-- OBJECTIVE --
Update the lines from the one containing "segment: woman's eye" down to the one containing "37], [121, 35]]", both included, so that "vertex pairs" becomes "coordinate pairs" and nothing else changes. Give back only those lines, without the pictures.
^^^^^^^^^^^^^^^^
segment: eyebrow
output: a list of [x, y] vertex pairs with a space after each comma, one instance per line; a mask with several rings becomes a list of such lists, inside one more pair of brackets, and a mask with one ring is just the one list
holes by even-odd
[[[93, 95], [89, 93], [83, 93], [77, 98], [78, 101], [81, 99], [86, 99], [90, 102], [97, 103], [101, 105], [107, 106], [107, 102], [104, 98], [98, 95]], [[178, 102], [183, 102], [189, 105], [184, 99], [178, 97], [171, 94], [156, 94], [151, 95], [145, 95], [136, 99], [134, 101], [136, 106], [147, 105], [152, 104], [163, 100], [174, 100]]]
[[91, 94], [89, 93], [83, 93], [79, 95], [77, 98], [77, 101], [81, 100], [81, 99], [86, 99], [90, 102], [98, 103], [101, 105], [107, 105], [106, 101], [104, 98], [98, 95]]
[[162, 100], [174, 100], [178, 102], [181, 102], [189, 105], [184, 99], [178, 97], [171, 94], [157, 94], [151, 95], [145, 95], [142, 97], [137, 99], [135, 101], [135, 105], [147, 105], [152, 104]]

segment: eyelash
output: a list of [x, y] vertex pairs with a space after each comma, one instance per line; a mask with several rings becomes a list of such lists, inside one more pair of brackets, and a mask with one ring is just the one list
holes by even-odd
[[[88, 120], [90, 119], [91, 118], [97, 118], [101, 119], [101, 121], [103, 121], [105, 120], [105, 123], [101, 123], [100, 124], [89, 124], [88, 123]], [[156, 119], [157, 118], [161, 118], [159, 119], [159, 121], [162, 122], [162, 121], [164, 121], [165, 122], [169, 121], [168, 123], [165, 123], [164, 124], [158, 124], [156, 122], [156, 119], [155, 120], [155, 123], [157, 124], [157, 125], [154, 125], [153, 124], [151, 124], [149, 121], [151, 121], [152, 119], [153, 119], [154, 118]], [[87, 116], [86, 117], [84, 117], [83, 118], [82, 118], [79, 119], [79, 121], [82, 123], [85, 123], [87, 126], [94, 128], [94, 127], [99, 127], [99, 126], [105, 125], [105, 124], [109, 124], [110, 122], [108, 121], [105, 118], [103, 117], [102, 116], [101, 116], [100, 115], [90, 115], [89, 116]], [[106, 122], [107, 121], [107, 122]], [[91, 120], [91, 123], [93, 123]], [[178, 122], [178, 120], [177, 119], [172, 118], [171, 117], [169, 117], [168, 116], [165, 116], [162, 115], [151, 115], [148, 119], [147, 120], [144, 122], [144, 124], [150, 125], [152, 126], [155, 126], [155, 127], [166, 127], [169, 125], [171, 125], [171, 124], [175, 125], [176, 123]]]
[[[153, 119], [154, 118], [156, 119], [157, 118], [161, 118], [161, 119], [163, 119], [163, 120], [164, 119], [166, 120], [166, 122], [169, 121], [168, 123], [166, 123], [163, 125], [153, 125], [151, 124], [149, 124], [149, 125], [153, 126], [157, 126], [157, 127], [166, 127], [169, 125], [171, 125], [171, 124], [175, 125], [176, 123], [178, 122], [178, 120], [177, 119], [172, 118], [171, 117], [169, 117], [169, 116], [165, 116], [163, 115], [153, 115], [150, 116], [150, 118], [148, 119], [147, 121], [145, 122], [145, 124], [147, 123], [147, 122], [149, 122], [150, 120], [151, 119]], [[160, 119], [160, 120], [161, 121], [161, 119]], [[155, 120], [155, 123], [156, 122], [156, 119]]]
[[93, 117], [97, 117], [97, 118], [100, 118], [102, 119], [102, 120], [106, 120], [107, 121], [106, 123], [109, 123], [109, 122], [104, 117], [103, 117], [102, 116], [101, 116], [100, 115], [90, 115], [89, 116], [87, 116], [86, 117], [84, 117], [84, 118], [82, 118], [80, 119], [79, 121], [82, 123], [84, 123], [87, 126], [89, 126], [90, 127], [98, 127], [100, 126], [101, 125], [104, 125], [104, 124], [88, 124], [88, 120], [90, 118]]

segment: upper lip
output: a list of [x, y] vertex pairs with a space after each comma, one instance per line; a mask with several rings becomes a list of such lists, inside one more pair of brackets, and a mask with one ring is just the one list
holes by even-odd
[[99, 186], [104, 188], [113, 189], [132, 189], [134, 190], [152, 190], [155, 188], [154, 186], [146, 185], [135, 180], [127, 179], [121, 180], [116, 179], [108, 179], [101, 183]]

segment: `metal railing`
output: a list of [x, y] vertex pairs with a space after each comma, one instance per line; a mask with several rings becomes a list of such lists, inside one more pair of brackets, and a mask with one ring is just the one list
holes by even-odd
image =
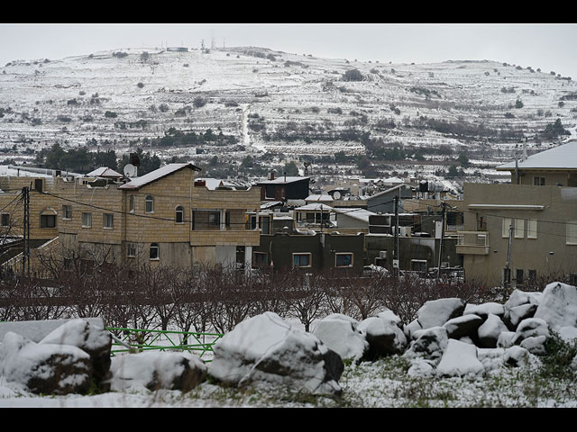
[[111, 355], [144, 351], [187, 351], [209, 362], [213, 346], [224, 336], [220, 333], [198, 333], [176, 330], [148, 330], [107, 327], [113, 335]]

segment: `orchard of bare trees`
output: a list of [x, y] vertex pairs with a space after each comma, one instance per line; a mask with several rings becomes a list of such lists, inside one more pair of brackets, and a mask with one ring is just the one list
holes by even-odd
[[457, 279], [342, 271], [245, 273], [235, 268], [72, 266], [51, 279], [0, 282], [0, 321], [100, 317], [111, 328], [226, 333], [246, 318], [273, 311], [311, 324], [331, 313], [362, 320], [389, 309], [406, 323], [425, 302], [495, 300], [491, 290]]

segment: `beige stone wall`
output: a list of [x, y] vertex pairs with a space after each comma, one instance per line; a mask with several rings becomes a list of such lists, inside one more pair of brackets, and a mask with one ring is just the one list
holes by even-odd
[[[577, 244], [567, 243], [566, 223], [577, 220], [577, 188], [465, 184], [464, 199], [465, 230], [477, 230], [477, 216], [482, 216], [489, 231], [486, 254], [463, 255], [468, 279], [500, 284], [508, 249], [508, 236], [504, 235], [503, 224], [509, 220], [514, 227], [515, 220], [519, 220], [511, 241], [512, 279], [517, 270], [523, 270], [525, 278], [529, 270], [536, 270], [537, 276], [577, 273]], [[474, 207], [481, 203], [509, 207]], [[543, 210], [515, 208], [516, 205], [542, 205]], [[532, 231], [528, 220], [535, 220], [531, 223], [536, 224], [536, 235], [528, 232]]]
[[[50, 239], [60, 234], [59, 250], [62, 256], [76, 251], [85, 257], [100, 257], [108, 262], [151, 266], [170, 263], [179, 266], [190, 266], [193, 256], [195, 261], [215, 263], [223, 255], [222, 250], [226, 249], [224, 255], [228, 257], [234, 256], [229, 249], [234, 252], [236, 246], [258, 246], [260, 231], [245, 230], [245, 214], [260, 207], [259, 188], [211, 191], [205, 186], [194, 187], [194, 177], [193, 170], [181, 169], [138, 190], [118, 189], [115, 184], [89, 187], [78, 179], [48, 179], [45, 194], [31, 193], [31, 238]], [[31, 182], [33, 184], [31, 177], [4, 177], [0, 183], [6, 189], [19, 191]], [[153, 199], [152, 212], [146, 212], [147, 196]], [[132, 212], [131, 197], [134, 202]], [[15, 200], [14, 209], [11, 210], [14, 218], [18, 215], [22, 219], [23, 206], [17, 203], [18, 194], [0, 194], [0, 208], [8, 210], [12, 200]], [[67, 206], [69, 213], [65, 212]], [[178, 206], [184, 211], [182, 223], [176, 220]], [[229, 223], [225, 225], [223, 218], [223, 226], [215, 227], [214, 230], [200, 227], [193, 230], [193, 209], [228, 211]], [[40, 228], [42, 211], [56, 214], [55, 228]], [[85, 226], [83, 213], [90, 213], [90, 226]], [[112, 227], [105, 226], [105, 214], [111, 215]], [[151, 243], [159, 245], [158, 260], [150, 259]], [[137, 256], [127, 256], [129, 244], [136, 248]], [[217, 248], [222, 249], [220, 253], [216, 252]]]

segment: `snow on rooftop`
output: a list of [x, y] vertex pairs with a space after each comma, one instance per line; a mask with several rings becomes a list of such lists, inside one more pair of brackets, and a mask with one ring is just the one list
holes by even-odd
[[259, 183], [261, 184], [282, 184], [285, 183], [293, 183], [293, 182], [298, 182], [300, 180], [307, 180], [310, 177], [280, 176], [273, 180], [262, 180]]
[[357, 208], [357, 207], [352, 207], [352, 208], [346, 208], [346, 209], [334, 209], [334, 212], [340, 214], [346, 214], [347, 216], [350, 216], [354, 219], [358, 219], [359, 220], [362, 220], [364, 222], [369, 222], [369, 217], [377, 214], [369, 210]]
[[120, 173], [117, 173], [112, 168], [107, 166], [101, 166], [100, 168], [96, 168], [94, 171], [89, 172], [86, 176], [87, 177], [123, 177], [124, 176]]
[[160, 166], [154, 171], [145, 174], [142, 177], [135, 177], [131, 179], [130, 182], [123, 184], [122, 186], [118, 186], [118, 189], [139, 189], [149, 183], [152, 183], [156, 180], [159, 180], [162, 177], [169, 176], [172, 173], [179, 171], [186, 166], [190, 166], [195, 171], [199, 171], [200, 168], [195, 166], [192, 164], [169, 164], [164, 166]]
[[307, 202], [321, 202], [321, 201], [333, 201], [333, 197], [328, 194], [313, 194], [305, 198]]
[[322, 202], [311, 202], [310, 204], [307, 204], [307, 205], [303, 205], [302, 207], [298, 207], [295, 210], [298, 211], [313, 211], [313, 210], [317, 210], [317, 211], [333, 211], [333, 207], [330, 207], [326, 204], [324, 204]]
[[[554, 148], [529, 156], [517, 162], [519, 168], [577, 169], [577, 141], [568, 142]], [[497, 166], [495, 169], [509, 171], [515, 169], [516, 162]]]

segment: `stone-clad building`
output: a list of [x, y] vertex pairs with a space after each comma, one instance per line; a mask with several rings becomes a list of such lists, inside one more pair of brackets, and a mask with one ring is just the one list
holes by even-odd
[[[260, 207], [260, 189], [209, 190], [195, 182], [199, 170], [169, 164], [125, 183], [49, 178], [31, 193], [31, 238], [51, 239], [50, 253], [62, 259], [250, 267], [260, 231], [250, 229], [246, 213]], [[16, 196], [0, 194], [0, 205]], [[20, 205], [14, 214], [22, 212]]]

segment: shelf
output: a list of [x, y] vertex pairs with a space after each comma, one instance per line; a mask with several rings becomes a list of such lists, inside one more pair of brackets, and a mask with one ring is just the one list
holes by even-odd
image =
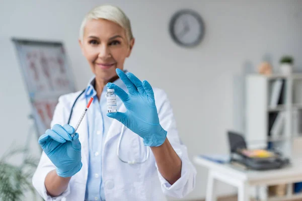
[[292, 104], [293, 110], [302, 109], [302, 104]]
[[275, 107], [268, 106], [268, 112], [279, 112], [283, 111], [285, 110], [285, 107], [284, 105], [279, 105]]
[[269, 201], [285, 201], [292, 200], [298, 198], [302, 198], [302, 193], [292, 194], [290, 196], [287, 195], [285, 196], [274, 196], [268, 197], [268, 200]]

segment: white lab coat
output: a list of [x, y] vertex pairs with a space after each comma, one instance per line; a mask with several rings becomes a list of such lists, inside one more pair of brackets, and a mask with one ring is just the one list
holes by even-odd
[[[180, 198], [188, 194], [194, 188], [196, 171], [188, 157], [186, 147], [180, 141], [172, 109], [167, 96], [162, 89], [154, 88], [154, 91], [158, 112], [159, 112], [160, 124], [168, 132], [167, 138], [182, 160], [181, 176], [171, 185], [159, 171], [150, 149], [149, 157], [143, 163], [130, 165], [121, 162], [117, 155], [117, 147], [122, 124], [113, 120], [104, 140], [102, 155], [102, 179], [107, 201], [166, 200], [165, 195]], [[71, 106], [80, 92], [72, 93], [59, 97], [51, 127], [55, 124], [62, 125], [66, 124]], [[75, 126], [77, 124], [86, 103], [86, 98], [82, 95], [73, 108], [70, 125]], [[125, 111], [123, 105], [118, 111]], [[58, 196], [51, 197], [47, 194], [45, 178], [50, 171], [55, 169], [55, 166], [44, 152], [42, 154], [32, 182], [34, 187], [46, 200], [83, 201], [85, 199], [89, 157], [86, 117], [77, 131], [82, 144], [82, 168], [71, 177], [67, 189]], [[121, 146], [120, 152], [123, 154], [126, 159], [133, 156], [144, 158], [146, 152], [145, 149], [143, 149], [141, 138], [126, 127], [124, 131], [122, 139], [123, 145]], [[131, 153], [129, 153], [129, 150]]]

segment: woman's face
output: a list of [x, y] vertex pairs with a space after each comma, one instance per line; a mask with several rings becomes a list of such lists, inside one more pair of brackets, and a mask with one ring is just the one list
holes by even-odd
[[116, 68], [123, 70], [134, 39], [129, 42], [125, 30], [117, 24], [99, 19], [87, 22], [79, 43], [96, 78], [106, 81], [116, 76]]

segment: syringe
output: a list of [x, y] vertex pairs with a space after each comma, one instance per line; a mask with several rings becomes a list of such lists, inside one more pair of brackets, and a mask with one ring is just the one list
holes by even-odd
[[88, 108], [89, 108], [89, 107], [90, 106], [90, 104], [91, 104], [93, 100], [93, 97], [91, 97], [90, 98], [90, 99], [89, 100], [89, 102], [88, 102], [88, 104], [87, 104], [87, 106], [86, 106], [86, 108], [85, 108], [85, 110], [84, 110], [84, 112], [83, 112], [83, 113], [81, 115], [81, 118], [80, 118], [80, 120], [79, 120], [79, 122], [78, 122], [78, 124], [77, 124], [77, 126], [76, 126], [76, 128], [74, 128], [74, 132], [73, 132], [73, 133], [72, 134], [71, 134], [71, 138], [73, 138], [73, 136], [74, 136], [74, 134], [76, 134], [76, 133], [77, 133], [77, 130], [78, 130], [78, 128], [80, 126], [80, 125], [81, 123], [82, 122], [82, 120], [84, 118], [84, 117], [85, 116], [85, 115], [86, 114], [86, 113], [87, 112], [87, 110], [88, 110]]

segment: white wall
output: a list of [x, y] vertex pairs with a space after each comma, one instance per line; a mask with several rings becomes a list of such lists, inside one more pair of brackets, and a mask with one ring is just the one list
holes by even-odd
[[[1, 1], [0, 154], [14, 141], [24, 143], [30, 112], [11, 37], [63, 41], [77, 85], [83, 88], [92, 73], [79, 47], [78, 30], [85, 14], [103, 2]], [[302, 69], [302, 1], [106, 2], [120, 6], [131, 19], [136, 44], [125, 67], [167, 91], [190, 157], [227, 153], [226, 130], [244, 128], [243, 75], [264, 57], [277, 67], [280, 57], [289, 54], [296, 69]], [[195, 9], [204, 20], [206, 35], [197, 48], [178, 46], [168, 32], [171, 16], [183, 8]], [[184, 107], [192, 101], [192, 108]], [[38, 151], [37, 139], [31, 140], [33, 151]], [[207, 172], [196, 167], [196, 188], [186, 199], [205, 195]], [[217, 192], [235, 191], [221, 184]]]

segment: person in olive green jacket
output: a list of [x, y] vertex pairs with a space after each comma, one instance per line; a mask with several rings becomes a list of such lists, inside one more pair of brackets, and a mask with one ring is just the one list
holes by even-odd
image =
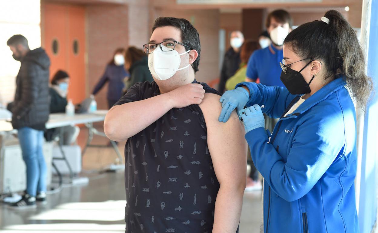
[[256, 41], [248, 40], [243, 44], [240, 52], [240, 60], [242, 61], [240, 66], [235, 74], [226, 82], [226, 89], [227, 90], [232, 90], [236, 84], [245, 81], [248, 59], [254, 51], [259, 48], [260, 45], [258, 42]]
[[125, 80], [124, 93], [138, 82], [153, 81], [148, 68], [148, 57], [141, 49], [133, 46], [127, 48], [125, 53], [125, 68], [129, 70], [130, 78]]
[[[245, 81], [248, 59], [254, 51], [259, 48], [260, 45], [257, 42], [248, 40], [243, 44], [240, 52], [240, 60], [242, 61], [240, 68], [235, 74], [226, 82], [226, 89], [234, 89], [237, 84]], [[247, 184], [245, 187], [246, 191], [260, 190], [262, 188], [261, 181], [259, 178], [259, 171], [256, 169], [251, 158], [251, 152], [248, 150], [247, 163], [251, 166], [251, 173], [247, 178]]]

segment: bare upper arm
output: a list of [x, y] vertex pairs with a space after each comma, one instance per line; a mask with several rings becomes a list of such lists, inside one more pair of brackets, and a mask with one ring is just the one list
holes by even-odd
[[208, 144], [217, 177], [221, 185], [245, 185], [246, 177], [247, 143], [244, 127], [236, 112], [225, 123], [218, 117], [222, 110], [220, 97], [206, 93], [200, 107], [208, 132]]

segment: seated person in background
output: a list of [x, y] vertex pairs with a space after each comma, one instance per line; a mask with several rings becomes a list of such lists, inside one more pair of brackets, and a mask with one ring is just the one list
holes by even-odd
[[125, 232], [235, 233], [246, 177], [244, 130], [218, 120], [220, 93], [196, 80], [201, 45], [187, 20], [159, 17], [144, 46], [154, 82], [139, 82], [107, 114], [125, 147]]
[[226, 82], [226, 89], [227, 90], [233, 90], [236, 84], [244, 82], [246, 77], [248, 59], [254, 51], [259, 48], [258, 43], [255, 41], [248, 40], [243, 44], [240, 51], [240, 58], [242, 62], [240, 68], [235, 74]]
[[[54, 75], [50, 88], [51, 113], [65, 112], [69, 83], [70, 77], [65, 72], [58, 70]], [[77, 126], [64, 126], [47, 130], [45, 137], [48, 141], [59, 136], [60, 145], [70, 145], [76, 141], [80, 131]]]
[[92, 92], [92, 94], [95, 96], [108, 82], [107, 99], [109, 109], [122, 96], [124, 80], [129, 78], [129, 73], [125, 69], [124, 54], [125, 49], [123, 48], [116, 49], [112, 60], [107, 65], [102, 76]]
[[129, 47], [125, 54], [125, 68], [129, 70], [130, 78], [124, 80], [124, 93], [138, 82], [153, 81], [148, 68], [148, 57], [143, 50], [133, 46]]

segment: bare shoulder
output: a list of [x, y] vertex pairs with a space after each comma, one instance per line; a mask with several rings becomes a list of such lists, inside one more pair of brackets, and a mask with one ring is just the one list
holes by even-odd
[[225, 128], [229, 127], [234, 127], [235, 125], [240, 125], [239, 118], [235, 110], [232, 111], [229, 119], [226, 123], [220, 122], [218, 120], [220, 112], [222, 110], [222, 104], [219, 101], [220, 97], [220, 96], [216, 94], [206, 93], [202, 103], [199, 105], [203, 113], [203, 116], [208, 128], [212, 126]]
[[219, 102], [220, 96], [212, 93], [205, 93], [205, 96], [202, 99], [202, 102], [199, 105], [202, 111], [219, 111], [222, 110], [222, 103]]

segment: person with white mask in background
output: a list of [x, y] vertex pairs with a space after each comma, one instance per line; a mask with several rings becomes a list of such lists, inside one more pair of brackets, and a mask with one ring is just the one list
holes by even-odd
[[104, 123], [109, 138], [127, 141], [125, 232], [237, 232], [242, 125], [235, 111], [219, 122], [220, 93], [195, 79], [201, 45], [193, 25], [161, 17], [152, 31], [143, 48], [154, 81], [129, 88]]
[[[66, 111], [70, 79], [67, 72], [60, 69], [53, 76], [49, 88], [50, 113]], [[80, 128], [76, 125], [48, 129], [45, 131], [45, 139], [49, 142], [59, 137], [60, 145], [70, 145], [75, 142], [80, 132]]]
[[240, 48], [244, 43], [244, 36], [241, 32], [235, 31], [231, 32], [230, 44], [231, 48], [225, 54], [223, 65], [219, 78], [218, 91], [223, 93], [226, 90], [226, 82], [235, 74], [240, 66]]
[[284, 40], [291, 31], [293, 20], [286, 11], [276, 10], [268, 15], [265, 24], [271, 43], [251, 55], [248, 62], [246, 81], [255, 82], [259, 78], [264, 85], [284, 86], [279, 78], [282, 70], [279, 62], [284, 59]]
[[[247, 66], [246, 81], [255, 82], [258, 78], [260, 83], [266, 86], [284, 86], [280, 80], [282, 70], [279, 63], [284, 59], [284, 40], [291, 31], [293, 19], [286, 11], [276, 10], [268, 15], [265, 24], [271, 43], [251, 55]], [[265, 116], [266, 128], [272, 132], [277, 120]]]
[[124, 67], [125, 51], [125, 49], [122, 48], [116, 49], [113, 58], [106, 66], [104, 74], [92, 93], [92, 94], [95, 95], [108, 82], [107, 99], [109, 109], [121, 98], [125, 86], [124, 80], [130, 77]]

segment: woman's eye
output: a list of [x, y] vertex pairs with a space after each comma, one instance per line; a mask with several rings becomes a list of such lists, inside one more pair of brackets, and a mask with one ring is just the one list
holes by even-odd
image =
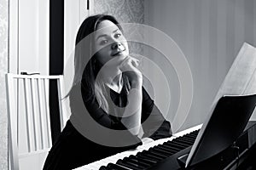
[[100, 44], [104, 45], [104, 44], [108, 43], [108, 40], [102, 40], [102, 41], [101, 41]]
[[122, 35], [122, 34], [120, 34], [120, 33], [117, 33], [117, 34], [114, 35], [114, 37], [121, 37], [121, 35]]

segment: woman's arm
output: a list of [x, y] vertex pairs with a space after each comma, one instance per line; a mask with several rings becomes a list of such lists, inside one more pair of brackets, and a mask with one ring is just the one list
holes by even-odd
[[160, 113], [145, 88], [143, 87], [142, 126], [143, 138], [159, 139], [172, 136], [171, 124]]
^^^^^^^^^^^^^^^^
-- FULL ANSWER --
segment: woman's eye
output: a list of [x, y] coordinate pairs with a space after each comma, one instance per line; a mask with several rings becomes a list of such lists, inside one more pair of brackets, and a mask with one ring is just the one list
holes by even-odd
image =
[[100, 44], [104, 45], [104, 44], [108, 43], [108, 40], [102, 40], [102, 41], [101, 41]]
[[122, 35], [122, 34], [120, 34], [120, 33], [117, 33], [117, 34], [114, 35], [114, 37], [121, 37], [121, 35]]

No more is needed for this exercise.